PROBLEM DETAILS: Report every line below that holds the word "rough".

INPUT DATA: Begin

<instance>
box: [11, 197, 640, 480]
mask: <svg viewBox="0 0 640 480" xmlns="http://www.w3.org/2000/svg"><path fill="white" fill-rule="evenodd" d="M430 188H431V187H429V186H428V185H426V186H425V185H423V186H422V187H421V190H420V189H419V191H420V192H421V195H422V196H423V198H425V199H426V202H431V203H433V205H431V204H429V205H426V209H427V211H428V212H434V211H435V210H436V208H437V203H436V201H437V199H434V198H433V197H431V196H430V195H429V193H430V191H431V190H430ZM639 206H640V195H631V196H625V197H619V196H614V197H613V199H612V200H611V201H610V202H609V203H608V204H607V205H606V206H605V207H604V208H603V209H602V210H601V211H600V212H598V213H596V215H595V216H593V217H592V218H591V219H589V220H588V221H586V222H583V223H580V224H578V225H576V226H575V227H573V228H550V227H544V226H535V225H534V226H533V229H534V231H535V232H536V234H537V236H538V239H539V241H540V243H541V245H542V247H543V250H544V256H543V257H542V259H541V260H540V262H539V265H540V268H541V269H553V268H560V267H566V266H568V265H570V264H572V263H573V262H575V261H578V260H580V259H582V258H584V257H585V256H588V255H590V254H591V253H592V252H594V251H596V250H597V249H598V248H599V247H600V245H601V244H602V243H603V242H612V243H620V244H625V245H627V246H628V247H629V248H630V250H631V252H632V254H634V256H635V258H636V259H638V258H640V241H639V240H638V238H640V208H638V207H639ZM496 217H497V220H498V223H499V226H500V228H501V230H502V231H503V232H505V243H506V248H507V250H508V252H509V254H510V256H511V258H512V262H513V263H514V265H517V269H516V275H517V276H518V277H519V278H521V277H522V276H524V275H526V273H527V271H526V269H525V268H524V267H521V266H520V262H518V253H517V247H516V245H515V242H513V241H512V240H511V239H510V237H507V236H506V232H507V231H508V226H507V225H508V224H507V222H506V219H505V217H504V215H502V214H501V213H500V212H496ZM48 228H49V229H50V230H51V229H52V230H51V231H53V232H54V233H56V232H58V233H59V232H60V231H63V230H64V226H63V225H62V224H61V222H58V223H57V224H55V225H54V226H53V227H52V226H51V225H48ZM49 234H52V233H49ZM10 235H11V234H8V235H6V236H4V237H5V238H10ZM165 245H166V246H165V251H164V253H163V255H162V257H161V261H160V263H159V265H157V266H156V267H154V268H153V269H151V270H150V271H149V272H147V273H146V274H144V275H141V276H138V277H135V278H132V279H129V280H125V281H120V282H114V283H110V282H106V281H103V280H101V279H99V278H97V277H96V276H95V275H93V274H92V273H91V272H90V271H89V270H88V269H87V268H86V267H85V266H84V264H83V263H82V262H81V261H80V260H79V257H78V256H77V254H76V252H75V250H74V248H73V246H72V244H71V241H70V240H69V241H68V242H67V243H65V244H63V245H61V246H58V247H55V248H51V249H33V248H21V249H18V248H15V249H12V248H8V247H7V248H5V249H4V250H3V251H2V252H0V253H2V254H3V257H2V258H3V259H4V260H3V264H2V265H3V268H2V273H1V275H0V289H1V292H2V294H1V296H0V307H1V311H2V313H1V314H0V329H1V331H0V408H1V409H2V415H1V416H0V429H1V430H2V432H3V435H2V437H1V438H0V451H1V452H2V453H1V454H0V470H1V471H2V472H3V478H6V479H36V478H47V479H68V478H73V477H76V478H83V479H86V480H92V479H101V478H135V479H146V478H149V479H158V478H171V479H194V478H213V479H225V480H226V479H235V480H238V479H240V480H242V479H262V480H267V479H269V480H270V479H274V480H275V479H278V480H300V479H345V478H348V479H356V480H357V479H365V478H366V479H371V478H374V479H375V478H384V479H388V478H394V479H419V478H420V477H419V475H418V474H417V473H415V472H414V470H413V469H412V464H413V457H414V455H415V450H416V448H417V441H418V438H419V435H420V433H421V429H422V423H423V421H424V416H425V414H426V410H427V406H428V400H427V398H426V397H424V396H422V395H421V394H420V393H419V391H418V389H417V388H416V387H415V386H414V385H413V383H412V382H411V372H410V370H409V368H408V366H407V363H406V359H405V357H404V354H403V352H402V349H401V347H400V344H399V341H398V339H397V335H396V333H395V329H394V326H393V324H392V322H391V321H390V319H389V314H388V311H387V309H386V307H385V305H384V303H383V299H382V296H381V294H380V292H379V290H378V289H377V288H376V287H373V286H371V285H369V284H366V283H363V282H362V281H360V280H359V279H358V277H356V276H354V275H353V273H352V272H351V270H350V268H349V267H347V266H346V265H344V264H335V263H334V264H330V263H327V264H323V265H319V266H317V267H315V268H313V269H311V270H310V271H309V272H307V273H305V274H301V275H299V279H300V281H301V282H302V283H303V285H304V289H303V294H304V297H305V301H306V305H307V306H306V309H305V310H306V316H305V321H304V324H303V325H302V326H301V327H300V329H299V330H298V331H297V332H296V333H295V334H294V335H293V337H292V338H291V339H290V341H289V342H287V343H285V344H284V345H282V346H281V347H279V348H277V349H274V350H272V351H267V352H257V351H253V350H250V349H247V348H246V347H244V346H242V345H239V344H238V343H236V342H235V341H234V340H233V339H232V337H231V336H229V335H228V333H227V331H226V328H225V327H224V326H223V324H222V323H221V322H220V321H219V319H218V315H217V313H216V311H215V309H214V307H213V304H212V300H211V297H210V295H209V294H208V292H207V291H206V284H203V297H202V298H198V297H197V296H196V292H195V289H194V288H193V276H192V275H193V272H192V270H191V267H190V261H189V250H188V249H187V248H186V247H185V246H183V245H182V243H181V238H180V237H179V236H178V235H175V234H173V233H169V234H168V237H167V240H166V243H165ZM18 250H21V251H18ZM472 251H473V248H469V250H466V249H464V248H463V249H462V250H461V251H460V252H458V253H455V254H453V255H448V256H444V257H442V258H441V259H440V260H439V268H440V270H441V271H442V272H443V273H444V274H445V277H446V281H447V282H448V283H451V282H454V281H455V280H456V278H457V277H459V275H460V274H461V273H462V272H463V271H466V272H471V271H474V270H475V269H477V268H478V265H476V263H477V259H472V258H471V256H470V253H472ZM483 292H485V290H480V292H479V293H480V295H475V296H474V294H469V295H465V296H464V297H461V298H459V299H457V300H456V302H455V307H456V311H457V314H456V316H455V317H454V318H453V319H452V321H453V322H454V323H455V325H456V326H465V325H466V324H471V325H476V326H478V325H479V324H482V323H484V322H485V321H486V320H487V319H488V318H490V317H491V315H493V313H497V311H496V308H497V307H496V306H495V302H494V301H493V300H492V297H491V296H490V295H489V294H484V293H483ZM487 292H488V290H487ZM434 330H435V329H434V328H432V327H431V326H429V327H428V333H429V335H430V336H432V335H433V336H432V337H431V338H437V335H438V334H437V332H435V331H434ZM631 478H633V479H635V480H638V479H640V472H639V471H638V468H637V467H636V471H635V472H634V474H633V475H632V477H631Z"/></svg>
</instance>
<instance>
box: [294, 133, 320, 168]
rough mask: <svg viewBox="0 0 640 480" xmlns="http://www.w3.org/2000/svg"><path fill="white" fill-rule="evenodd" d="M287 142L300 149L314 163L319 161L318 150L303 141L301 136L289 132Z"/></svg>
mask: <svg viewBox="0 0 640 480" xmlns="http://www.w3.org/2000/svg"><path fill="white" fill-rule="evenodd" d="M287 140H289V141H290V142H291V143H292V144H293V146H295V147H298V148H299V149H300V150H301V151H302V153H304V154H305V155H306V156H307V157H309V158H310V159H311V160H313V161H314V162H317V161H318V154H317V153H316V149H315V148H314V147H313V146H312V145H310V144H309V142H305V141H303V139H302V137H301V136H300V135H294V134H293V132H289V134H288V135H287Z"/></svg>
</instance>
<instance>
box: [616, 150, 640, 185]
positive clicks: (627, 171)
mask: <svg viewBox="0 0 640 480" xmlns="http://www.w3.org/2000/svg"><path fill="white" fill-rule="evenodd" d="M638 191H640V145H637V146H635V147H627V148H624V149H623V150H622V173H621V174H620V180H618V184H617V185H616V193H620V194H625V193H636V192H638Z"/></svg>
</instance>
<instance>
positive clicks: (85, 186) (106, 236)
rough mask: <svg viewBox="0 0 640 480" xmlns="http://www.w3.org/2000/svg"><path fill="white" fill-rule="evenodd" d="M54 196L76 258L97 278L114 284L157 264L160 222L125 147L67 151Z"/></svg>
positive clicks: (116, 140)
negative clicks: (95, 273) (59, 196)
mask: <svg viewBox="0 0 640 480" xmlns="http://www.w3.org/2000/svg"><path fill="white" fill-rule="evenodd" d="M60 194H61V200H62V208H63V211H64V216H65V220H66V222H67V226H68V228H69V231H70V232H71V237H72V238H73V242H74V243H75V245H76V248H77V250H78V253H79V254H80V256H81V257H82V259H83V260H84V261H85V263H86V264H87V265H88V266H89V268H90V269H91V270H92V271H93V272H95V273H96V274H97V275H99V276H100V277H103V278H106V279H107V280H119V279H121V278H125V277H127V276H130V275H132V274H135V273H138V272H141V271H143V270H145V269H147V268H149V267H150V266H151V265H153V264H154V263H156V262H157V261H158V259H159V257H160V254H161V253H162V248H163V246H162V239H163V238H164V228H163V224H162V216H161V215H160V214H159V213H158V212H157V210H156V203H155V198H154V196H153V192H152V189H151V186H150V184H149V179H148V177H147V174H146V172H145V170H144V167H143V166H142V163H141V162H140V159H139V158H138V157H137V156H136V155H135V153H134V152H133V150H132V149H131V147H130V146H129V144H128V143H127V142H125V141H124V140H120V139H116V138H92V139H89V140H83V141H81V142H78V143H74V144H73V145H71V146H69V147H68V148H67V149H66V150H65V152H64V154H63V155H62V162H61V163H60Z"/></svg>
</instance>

INPUT DATA: End

ANSWER BOX:
rough mask: <svg viewBox="0 0 640 480" xmlns="http://www.w3.org/2000/svg"><path fill="white" fill-rule="evenodd" d="M287 142L300 149L314 163L319 161L318 150L303 141L301 136L289 132Z"/></svg>
rough mask: <svg viewBox="0 0 640 480" xmlns="http://www.w3.org/2000/svg"><path fill="white" fill-rule="evenodd" d="M54 196L76 258L97 278L114 284L157 264L160 222L125 147L67 151Z"/></svg>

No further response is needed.